I wish the fence wasn't so high because I'm quite sure that the house itself is every bit as groovy.
I love the days when this is my office.
The next two hours of driving was a bit boring, one long road and a string of strange towns like East Durham, which is apparently some sort of Irish ghetto situated exactly in the middle of nowhere. Every shop, hotel, and garage, heck, even the firehouse, had shamrocks on it, but everything had this sad shabbiness to it, as if I'd missed East Durham's heyday by about 15 years. I hit snow squalls in Seward, hanging curtains that I drove into and out of for miles. I passed a small municipal airport with a banner that proudly proclaimed "Celebrating 50 years of relatively safe flying".
My second appointment was 3 1/2 miles from Cooperstown. No, I didn't go to the H o F. Why? Because I'd rather give myself a tattoo with household items than watch a baseball game.
I was warned that my customer had 'triplets'. Instead of the armful of infants I was expecting, I was led to a den on the other side of a baby-fence and introduced to three children who are one week away from their second birthday. They were cute, curious, and sweet for approximately 42 seconds. The next hour involved a lot of repetition (I couldn't understand what they were saying but it wasn't because they didn't give me 57 tries to do so) and that noise two year olds make that sounds like someone shoving a piece of plate steel through a buzz saw. They were nice people but the silence in the van was deafening (and welcome) when I finally extricated myself and started the long drive home, cracking open an energy drink that tasted like delicately carbonated bathroom spray to keep me between the navigational beacons all the way back to Pennsylvania. As peak-season adventures go, we're only getting started.
3 comments:
Hilarious post!! Good job, I'm now laughing so hard I think I have to pee! I could feel your pain reading this. Note to self: Drink nothing for three days before embarking on the toilet-free Catskills. Wow. Just wow.
I love it! Now if you really, really had to go there are plenty of bare stretches of road with trees to pee behind! LOL
My grandparents lived in Shandaken which is near Phoenicia so I know that area.
----------------------------------------
- **What needs to be done**:
Can you restate the road-trip post between "My second appointment" and "a baseball game.", inclusive, swapping "household items" out for "kitchen utensils"?
----------------------------------------
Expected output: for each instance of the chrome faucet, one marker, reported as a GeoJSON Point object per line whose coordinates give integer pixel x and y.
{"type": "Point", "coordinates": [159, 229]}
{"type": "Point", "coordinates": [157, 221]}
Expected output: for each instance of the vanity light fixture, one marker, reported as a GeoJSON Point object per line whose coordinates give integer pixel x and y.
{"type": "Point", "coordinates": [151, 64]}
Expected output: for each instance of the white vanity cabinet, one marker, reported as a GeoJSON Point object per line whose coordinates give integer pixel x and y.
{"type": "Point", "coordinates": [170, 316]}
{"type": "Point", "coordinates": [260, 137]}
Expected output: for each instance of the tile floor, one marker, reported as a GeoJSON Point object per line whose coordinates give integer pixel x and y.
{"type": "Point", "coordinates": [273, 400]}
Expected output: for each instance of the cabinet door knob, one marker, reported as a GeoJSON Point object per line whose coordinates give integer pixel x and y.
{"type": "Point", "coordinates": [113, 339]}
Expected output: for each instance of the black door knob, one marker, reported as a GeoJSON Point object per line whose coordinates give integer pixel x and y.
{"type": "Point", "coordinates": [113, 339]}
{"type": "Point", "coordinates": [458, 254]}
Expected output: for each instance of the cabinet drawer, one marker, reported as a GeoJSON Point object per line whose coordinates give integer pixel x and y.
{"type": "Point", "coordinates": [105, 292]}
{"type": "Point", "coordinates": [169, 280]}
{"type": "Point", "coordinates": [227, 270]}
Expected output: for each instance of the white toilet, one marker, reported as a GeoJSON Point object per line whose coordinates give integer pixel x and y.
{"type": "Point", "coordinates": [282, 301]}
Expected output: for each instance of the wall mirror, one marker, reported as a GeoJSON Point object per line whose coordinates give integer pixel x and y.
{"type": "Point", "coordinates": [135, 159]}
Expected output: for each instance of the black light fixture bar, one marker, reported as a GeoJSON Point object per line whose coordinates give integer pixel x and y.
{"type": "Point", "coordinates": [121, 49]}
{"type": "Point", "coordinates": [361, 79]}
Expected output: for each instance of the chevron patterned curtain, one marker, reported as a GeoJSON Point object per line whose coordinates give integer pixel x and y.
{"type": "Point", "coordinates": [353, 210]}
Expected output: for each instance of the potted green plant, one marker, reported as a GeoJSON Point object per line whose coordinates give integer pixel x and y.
----------------------------------------
- **Completed task**:
My second appointment was 3 1/2 miles from Cooperstown. No, I didn't go to the H o F. Why? Because I'd rather give myself a tattoo with kitchen utensils than watch a baseball game.